WHAT THE TASK ASKS: Please repeat every record below exactly as written, but leave out the pictures.

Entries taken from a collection
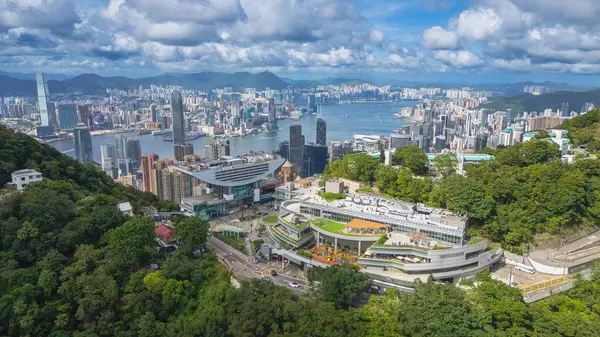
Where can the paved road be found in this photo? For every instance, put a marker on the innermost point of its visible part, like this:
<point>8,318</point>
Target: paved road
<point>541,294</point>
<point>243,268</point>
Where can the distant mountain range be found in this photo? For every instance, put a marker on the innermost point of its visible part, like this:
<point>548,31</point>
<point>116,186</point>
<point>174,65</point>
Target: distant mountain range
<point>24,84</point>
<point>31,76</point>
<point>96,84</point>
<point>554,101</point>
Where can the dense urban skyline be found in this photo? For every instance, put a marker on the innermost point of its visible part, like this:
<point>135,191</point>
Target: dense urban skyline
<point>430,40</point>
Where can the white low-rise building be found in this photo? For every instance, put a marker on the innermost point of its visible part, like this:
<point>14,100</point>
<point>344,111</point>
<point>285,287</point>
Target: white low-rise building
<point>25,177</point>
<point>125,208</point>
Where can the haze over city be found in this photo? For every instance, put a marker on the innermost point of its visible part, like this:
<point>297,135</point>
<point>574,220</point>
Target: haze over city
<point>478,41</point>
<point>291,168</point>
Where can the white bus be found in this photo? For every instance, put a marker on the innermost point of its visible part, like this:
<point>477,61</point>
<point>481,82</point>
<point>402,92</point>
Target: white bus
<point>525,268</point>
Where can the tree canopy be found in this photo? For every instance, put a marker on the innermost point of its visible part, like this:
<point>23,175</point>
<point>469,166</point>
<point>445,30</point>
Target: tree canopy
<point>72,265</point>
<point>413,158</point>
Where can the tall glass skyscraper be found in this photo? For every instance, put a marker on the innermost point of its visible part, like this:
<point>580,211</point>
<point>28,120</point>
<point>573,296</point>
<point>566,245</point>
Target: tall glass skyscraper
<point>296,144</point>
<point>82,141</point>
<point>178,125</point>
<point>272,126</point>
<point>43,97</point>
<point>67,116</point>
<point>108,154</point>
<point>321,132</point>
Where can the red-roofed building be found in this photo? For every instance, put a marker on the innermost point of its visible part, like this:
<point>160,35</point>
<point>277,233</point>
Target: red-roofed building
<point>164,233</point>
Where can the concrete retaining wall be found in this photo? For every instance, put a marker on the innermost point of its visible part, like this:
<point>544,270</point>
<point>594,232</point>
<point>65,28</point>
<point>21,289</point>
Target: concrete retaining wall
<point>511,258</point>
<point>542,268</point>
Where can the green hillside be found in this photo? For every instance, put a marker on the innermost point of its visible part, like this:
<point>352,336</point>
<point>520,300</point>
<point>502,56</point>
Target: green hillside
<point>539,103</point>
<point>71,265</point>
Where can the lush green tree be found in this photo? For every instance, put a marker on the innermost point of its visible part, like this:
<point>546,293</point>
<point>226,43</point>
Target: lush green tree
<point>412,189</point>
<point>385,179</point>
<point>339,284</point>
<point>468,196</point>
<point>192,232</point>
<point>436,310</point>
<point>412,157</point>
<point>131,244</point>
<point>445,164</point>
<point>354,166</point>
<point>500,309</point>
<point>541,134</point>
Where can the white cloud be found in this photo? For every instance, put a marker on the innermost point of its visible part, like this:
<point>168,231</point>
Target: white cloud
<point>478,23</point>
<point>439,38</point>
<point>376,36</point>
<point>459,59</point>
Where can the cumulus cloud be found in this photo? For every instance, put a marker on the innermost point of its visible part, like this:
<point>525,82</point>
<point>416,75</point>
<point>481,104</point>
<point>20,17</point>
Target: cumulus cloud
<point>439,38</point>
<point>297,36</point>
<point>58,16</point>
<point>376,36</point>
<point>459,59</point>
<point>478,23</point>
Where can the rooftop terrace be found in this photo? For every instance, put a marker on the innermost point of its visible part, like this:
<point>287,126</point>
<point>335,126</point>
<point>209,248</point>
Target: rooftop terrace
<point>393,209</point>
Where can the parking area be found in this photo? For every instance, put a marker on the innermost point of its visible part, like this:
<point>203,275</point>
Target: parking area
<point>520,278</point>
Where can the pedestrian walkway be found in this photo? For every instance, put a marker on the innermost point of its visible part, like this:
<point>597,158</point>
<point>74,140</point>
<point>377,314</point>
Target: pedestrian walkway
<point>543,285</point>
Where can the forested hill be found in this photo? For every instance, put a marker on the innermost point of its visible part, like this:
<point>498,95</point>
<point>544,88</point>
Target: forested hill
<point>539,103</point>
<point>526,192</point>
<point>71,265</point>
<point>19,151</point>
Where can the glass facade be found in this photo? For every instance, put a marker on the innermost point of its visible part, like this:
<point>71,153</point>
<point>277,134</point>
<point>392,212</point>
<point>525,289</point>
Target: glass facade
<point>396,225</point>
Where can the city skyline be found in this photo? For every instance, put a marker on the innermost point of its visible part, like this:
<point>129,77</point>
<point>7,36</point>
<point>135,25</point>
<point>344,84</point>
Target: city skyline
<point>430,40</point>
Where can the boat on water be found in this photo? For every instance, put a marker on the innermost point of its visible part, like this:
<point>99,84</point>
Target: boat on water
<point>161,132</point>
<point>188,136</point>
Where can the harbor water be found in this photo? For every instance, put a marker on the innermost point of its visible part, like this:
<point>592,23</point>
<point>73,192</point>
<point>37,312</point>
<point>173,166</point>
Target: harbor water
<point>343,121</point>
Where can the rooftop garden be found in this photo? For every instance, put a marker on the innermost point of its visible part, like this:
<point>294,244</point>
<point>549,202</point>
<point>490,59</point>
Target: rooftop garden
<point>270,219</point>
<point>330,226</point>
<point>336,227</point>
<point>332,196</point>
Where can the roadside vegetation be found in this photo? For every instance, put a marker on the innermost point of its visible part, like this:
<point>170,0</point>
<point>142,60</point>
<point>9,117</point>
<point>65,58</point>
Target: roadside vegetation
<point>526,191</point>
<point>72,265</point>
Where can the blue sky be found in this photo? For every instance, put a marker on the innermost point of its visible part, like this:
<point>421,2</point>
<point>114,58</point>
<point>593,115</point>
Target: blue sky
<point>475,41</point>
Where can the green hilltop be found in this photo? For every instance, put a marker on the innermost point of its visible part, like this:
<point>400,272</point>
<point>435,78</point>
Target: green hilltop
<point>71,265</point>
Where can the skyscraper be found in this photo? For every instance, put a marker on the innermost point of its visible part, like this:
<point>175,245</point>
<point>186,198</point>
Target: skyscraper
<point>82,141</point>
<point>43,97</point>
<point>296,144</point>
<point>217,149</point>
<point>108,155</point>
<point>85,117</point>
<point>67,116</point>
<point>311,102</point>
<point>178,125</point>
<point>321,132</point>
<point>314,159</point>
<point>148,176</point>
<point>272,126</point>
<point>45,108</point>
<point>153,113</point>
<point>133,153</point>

RESPONSE:
Where can the paved road be found in this photo? For every instance, put a marker on the innermost point of its visible part, like this:
<point>8,318</point>
Target: paved road
<point>541,294</point>
<point>243,268</point>
Where can the distant mountain range be found in this photo? For every instance, put a marker on the innermost point of its visible part, like this:
<point>548,31</point>
<point>116,186</point>
<point>174,65</point>
Target: distant mountain range
<point>24,84</point>
<point>31,76</point>
<point>96,84</point>
<point>554,101</point>
Where can the dense urban skyline be found in this photo? For every instance, put a marker on the innermost point of its visible part, like this:
<point>135,191</point>
Target: dense urban skyline
<point>430,40</point>
Where can the white low-rise building be found in this photo? For every instance, put a marker on the innermost point of its visible part, like this:
<point>14,100</point>
<point>344,111</point>
<point>285,287</point>
Target: white low-rise building
<point>25,177</point>
<point>125,208</point>
Where can the haze over city be found in this photo? For every instance, put a marker on the innermost point of its visible part, like this:
<point>297,135</point>
<point>574,220</point>
Target: haze over city
<point>478,41</point>
<point>291,168</point>
Where can the white bus be found in this photo? For every instance, put a marker on the innermost point of its visible part, like this:
<point>477,61</point>
<point>481,82</point>
<point>402,92</point>
Target: white bus
<point>525,268</point>
Where can the tree canopy be found in this photo? For every instance, put a marker on the innermost point of its visible part, like this:
<point>23,175</point>
<point>469,166</point>
<point>445,30</point>
Target: tree canopy
<point>72,265</point>
<point>413,158</point>
Where can the tall glass skyscraper be found in this photo? For every instance, put a marker on the innermost point of its visible part, like this:
<point>580,211</point>
<point>28,120</point>
<point>573,296</point>
<point>566,245</point>
Target: tall glass skyscraper
<point>296,144</point>
<point>82,141</point>
<point>178,125</point>
<point>272,126</point>
<point>43,97</point>
<point>67,116</point>
<point>108,154</point>
<point>321,132</point>
Where can the red-roofed building be found in this photo? For every instance, put a marker on the innermost point of its visible part, like this:
<point>160,35</point>
<point>277,233</point>
Target: red-roofed building
<point>164,233</point>
Where can the concrete retaining wall be found in this photo? For every instance, put a marker on the innermost point of its visible part, like this:
<point>544,270</point>
<point>594,232</point>
<point>65,28</point>
<point>21,289</point>
Target: concrete retaining wall
<point>511,258</point>
<point>542,268</point>
Where can the green hillside be found in this photo? For every instance, put a marker on the innermost point of its visible part, like this:
<point>352,336</point>
<point>520,300</point>
<point>502,56</point>
Target: green hillside
<point>539,103</point>
<point>71,265</point>
Where can the lush green tree be found in this photo? For every instance, put a marker on the innermost point of its visible part, like this:
<point>546,293</point>
<point>226,43</point>
Target: lush green tree
<point>412,189</point>
<point>385,179</point>
<point>339,284</point>
<point>468,196</point>
<point>192,232</point>
<point>436,310</point>
<point>412,157</point>
<point>131,244</point>
<point>445,164</point>
<point>354,166</point>
<point>500,309</point>
<point>541,134</point>
Where can the white cloud be found in this photo? For every instance, put a marker on the innermost point of its visible part, like this:
<point>168,231</point>
Target: white cloud
<point>478,23</point>
<point>439,38</point>
<point>376,36</point>
<point>459,59</point>
Where can the cumulus cloud be found in this photo? For every instance, put a marker on the innermost point of its visible part, like this:
<point>525,82</point>
<point>416,75</point>
<point>481,104</point>
<point>20,17</point>
Target: cumulus cloud
<point>439,38</point>
<point>297,36</point>
<point>58,16</point>
<point>376,36</point>
<point>459,59</point>
<point>478,23</point>
Where can the rooftop terrace be found in this photo? For every instance, put a marker on the innermost point of its visible part, like this:
<point>287,126</point>
<point>335,126</point>
<point>209,248</point>
Target: rooftop terrace
<point>393,209</point>
Where can the parking area be found in this photo? For every instance, put a marker on the innermost point of its visible part, like this:
<point>203,275</point>
Target: parking area
<point>520,278</point>
Where can the pedestrian walkway be found in this photo? For every instance, put a marker on the innermost point of its visible part, like this:
<point>597,158</point>
<point>74,140</point>
<point>377,314</point>
Target: pedestrian walkway
<point>543,285</point>
Where can the forested hill be found in this photo? For every instance, put a marker on the innermost point of its visible part, like this:
<point>498,95</point>
<point>544,88</point>
Target: forested hill
<point>539,103</point>
<point>526,192</point>
<point>71,265</point>
<point>19,151</point>
Where can the glass facade be found in this photo? For every instance, put a marker on the innermost point of its visible part, like this:
<point>71,153</point>
<point>277,134</point>
<point>392,212</point>
<point>525,289</point>
Target: glass facade
<point>396,225</point>
Where can the city skyline be found in this photo? For every instance, put a marker on the innermost point of its visible part, like this:
<point>129,77</point>
<point>7,36</point>
<point>135,25</point>
<point>344,84</point>
Target: city skyline
<point>430,40</point>
Where can the boat on water be found in this photo? For every instance, put a marker on the innermost point of its visible part, like this:
<point>99,84</point>
Target: boat on water
<point>161,132</point>
<point>188,136</point>
Where can the harbor water be found in this photo? For every instance, put a marker on the innermost point of its visible part, like this:
<point>592,23</point>
<point>73,192</point>
<point>37,312</point>
<point>173,166</point>
Target: harbor water
<point>343,121</point>
Where can the rooftop garden be found in this photo? For every instance, put a marker on the innermost point of its visible part, like this:
<point>294,244</point>
<point>549,202</point>
<point>490,59</point>
Target: rooftop garden
<point>270,219</point>
<point>330,226</point>
<point>336,227</point>
<point>332,196</point>
Where can the roadside vegetation be found in this photo? For every instance, put a marker on the innermost point of its visible part, like this:
<point>170,0</point>
<point>142,60</point>
<point>9,117</point>
<point>65,58</point>
Target: roadside vegetation
<point>526,191</point>
<point>72,265</point>
Where can the blue sky be found in this photo? For every instance, put a marker on the innermost point of its visible part, like this:
<point>421,2</point>
<point>114,58</point>
<point>593,115</point>
Target: blue sky
<point>475,41</point>
Where can the green hilltop be found in this photo? For every instance, put a marker on the innermost point of its visible part, like this:
<point>400,272</point>
<point>435,78</point>
Target: green hilltop
<point>71,265</point>
Where can the skyscraper be found in this photo? For every instance, put a marker on the innermost point of its visible part, like this:
<point>175,245</point>
<point>186,198</point>
Target: skyscraper
<point>82,141</point>
<point>43,97</point>
<point>296,144</point>
<point>217,149</point>
<point>108,155</point>
<point>85,117</point>
<point>67,116</point>
<point>311,102</point>
<point>178,125</point>
<point>321,132</point>
<point>314,159</point>
<point>148,176</point>
<point>272,126</point>
<point>45,108</point>
<point>153,113</point>
<point>133,153</point>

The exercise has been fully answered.